• [Supplied records]:
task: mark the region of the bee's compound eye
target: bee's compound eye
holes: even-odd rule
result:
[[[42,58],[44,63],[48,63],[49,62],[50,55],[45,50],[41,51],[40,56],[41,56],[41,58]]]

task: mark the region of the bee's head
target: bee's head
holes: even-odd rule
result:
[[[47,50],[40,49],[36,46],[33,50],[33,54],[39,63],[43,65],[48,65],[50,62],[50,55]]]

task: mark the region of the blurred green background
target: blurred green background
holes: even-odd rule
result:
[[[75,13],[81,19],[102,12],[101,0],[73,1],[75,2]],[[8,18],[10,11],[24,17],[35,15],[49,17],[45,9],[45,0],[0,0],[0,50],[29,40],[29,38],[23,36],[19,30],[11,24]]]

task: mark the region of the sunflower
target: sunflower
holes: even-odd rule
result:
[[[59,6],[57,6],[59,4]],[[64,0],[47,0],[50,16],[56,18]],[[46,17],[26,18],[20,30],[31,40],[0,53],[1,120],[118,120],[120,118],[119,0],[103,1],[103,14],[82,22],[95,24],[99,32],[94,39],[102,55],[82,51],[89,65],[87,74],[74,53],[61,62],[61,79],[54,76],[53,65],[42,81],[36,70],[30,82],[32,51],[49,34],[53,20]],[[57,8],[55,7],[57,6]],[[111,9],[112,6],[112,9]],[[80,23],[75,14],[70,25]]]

• [The exercise]: Arrange the lines from the one holding "task: mark the region of the bee's head" through the end of the entries, inclusive, as a Markdown table with the columns Row and Line. Number the rows in order and omit blank lines.

• [Complete response]:
| Row | Line |
|---|---|
| 1 | task: mark the region of the bee's head |
| 2 | target: bee's head |
| 3 | holes: even-odd rule |
| 4 | result: |
| 5 | [[[47,50],[40,49],[36,46],[33,50],[33,54],[39,63],[43,65],[48,65],[50,62],[50,55]]] |
| 6 | task: mark the region of the blurred green background |
| 7 | target: blurred green background |
| 8 | holes: even-odd rule |
| 9 | result: |
| 10 | [[[75,13],[81,19],[102,12],[101,0],[73,1],[75,2]],[[8,18],[10,11],[24,17],[35,15],[49,17],[45,9],[45,0],[0,0],[0,50],[29,40],[29,38],[23,36],[19,30],[11,24]]] |
| 11 | task: mark the region of the sunflower |
| 12 | target: sunflower |
| 13 | holes: even-odd rule |
| 14 | result: |
| 15 | [[[59,6],[57,6],[59,4]],[[64,0],[47,0],[50,16],[56,18]],[[46,17],[26,18],[20,30],[31,40],[0,53],[1,120],[118,120],[120,118],[119,0],[103,1],[103,14],[82,22],[95,24],[99,32],[94,39],[102,55],[82,51],[89,65],[87,74],[74,53],[61,62],[61,79],[54,76],[53,65],[42,81],[36,70],[30,82],[32,51],[49,34],[53,20]],[[57,8],[55,7],[57,6]],[[111,9],[112,6],[112,9]],[[80,23],[75,14],[70,25]]] |